Passage provided:
Adkins v. Underwood, 370 F. Supp. 510 (N.D. Ill. 1974)

US District Court for the Northern District of Illinois - 370 F. Supp. 510 (N.D. Ill. 1974)
January 16, 1974

370 F. Supp. 510 (1974)

Leva ADKINS, Administratrix of the Estate of Everett Adkins, Deceased, Plaintiff,
v.
The Hon. Robert C. UNDERWOOD et al., Defendants.

No. 73 C 2558.

United States District Court, N. D. Illinois.

January 16, 1974.

*511 Harry M. Philo, Detroit, Mich., for plaintiff.

Bernard Genil, Fred F. Herzog, Asst. Attys. Gen., Chicago, Ill., Prof. Phillip B. Kurland, Chicago, Ill., for defendants.

 
MEMORANDUM OPINION AND ORDER

BAUER, District Judge.

This cause comes on the defendants' motion to dismiss the complaint for want of jurisdiction and for failure to state a claim upon which relief can be granted.

This is an action seeking to redress the alleged deprivation of the plaintiff's civil rights as guaranteed by Article IV and the Fourteenth Amendment to the United States Constitution and protected by 42 U.S.C. § 1983.

This Court allegedly has jurisdiction under 28 U.S.C. §§ 1331 and 1343.

The plaintiff, in the complaint, alleges, inter alia, the following facts:

 
1. The plaintiff Leva Adkins is a citizen of the United States and a resident of the State of Michigan.
 
2. Defendants, The Honorable Robert C. Underwood, The Honorable Walter V. Schaefer, The Honorable Daniel P. Ward, The Honorable Joseph H. Goldenhersh, The Honorable Thomas E. Kluczynski, The Honorable Charles H. Davis, The Honorable Howard C. Ryan are and were at all times relevant to this complaint residents of the State of Illinois, and Judges of the Supreme Court of the State of Illinois; and defendants, The Honorable Dan H. McNeal and The Honorable Charles J. Smith are and were residents of the State of Illinois, and Judges of the Circuit Court of the County of Rock Island, State of Illinois.

[Excerpts from point annotation data]
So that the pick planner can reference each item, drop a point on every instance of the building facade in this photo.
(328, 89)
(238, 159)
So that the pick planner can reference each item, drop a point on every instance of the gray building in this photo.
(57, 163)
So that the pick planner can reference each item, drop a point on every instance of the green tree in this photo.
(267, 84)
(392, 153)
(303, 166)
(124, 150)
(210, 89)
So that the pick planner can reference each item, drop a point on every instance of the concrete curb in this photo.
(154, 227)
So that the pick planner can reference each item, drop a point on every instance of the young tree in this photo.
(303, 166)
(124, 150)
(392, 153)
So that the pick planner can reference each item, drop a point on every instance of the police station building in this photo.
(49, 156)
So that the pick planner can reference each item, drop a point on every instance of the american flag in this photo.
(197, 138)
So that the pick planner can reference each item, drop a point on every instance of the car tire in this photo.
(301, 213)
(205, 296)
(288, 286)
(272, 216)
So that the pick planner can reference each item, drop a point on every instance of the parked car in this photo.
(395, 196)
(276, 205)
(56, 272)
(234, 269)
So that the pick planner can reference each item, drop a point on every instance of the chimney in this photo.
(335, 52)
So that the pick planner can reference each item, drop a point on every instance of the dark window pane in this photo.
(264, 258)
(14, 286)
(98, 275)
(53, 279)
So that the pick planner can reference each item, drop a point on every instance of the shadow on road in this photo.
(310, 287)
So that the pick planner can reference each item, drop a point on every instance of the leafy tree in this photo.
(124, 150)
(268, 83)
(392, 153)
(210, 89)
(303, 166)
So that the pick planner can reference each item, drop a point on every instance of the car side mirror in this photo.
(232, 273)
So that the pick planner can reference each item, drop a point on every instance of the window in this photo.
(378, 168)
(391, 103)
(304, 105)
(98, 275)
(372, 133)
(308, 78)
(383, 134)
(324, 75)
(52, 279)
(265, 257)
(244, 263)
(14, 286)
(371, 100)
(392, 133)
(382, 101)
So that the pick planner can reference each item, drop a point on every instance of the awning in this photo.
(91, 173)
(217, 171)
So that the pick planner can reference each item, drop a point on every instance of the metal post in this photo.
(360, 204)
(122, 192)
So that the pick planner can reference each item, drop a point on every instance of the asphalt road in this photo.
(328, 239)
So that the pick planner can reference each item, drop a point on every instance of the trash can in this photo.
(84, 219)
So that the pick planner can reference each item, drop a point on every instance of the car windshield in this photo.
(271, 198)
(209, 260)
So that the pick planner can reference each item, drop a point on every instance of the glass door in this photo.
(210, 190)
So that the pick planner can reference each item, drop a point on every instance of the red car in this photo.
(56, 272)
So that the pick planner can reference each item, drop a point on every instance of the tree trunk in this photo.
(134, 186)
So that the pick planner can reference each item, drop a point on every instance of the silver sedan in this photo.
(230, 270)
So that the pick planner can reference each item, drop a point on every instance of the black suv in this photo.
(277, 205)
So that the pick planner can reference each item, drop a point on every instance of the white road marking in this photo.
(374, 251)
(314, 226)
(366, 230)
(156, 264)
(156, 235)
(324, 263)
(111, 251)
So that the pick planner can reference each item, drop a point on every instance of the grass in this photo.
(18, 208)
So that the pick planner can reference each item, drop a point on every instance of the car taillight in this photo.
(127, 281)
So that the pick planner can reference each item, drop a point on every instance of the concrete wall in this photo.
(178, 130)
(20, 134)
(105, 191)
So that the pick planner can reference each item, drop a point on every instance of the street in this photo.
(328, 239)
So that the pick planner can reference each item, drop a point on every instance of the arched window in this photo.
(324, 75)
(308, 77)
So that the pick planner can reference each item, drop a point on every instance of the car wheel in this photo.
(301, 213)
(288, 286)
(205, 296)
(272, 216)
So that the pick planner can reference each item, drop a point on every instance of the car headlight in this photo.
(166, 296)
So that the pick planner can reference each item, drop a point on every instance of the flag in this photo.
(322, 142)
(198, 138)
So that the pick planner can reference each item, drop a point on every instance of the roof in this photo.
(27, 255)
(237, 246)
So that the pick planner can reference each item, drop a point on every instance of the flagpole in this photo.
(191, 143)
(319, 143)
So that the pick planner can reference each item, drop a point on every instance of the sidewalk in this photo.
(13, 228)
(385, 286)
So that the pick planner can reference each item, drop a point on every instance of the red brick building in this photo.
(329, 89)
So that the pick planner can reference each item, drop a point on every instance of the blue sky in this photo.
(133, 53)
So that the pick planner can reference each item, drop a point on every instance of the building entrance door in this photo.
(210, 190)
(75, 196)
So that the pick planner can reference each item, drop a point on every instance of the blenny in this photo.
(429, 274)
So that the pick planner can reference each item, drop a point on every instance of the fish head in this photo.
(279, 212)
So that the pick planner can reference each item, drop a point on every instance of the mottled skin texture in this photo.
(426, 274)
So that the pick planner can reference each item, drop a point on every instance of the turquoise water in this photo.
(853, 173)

Task description:
Repeat the court opinion word for word from "MEMORANDUM OPINION AND" to "U.S.C. § 1983.".

Answer to the exercise:
MEMORANDUM OPINION AND ORDER

BAUER, District Judge.

This cause comes on the defendants' motion to dismiss the complaint for want of jurisdiction and for failure to state a claim upon which relief can be granted.

This is an action seeking to redress the alleged deprivation of the plaintiff's civil rights as guaranteed by Article IV and the Fourteenth Amendment to the United States Constitution and protected by 42 U.S.C. § 1983.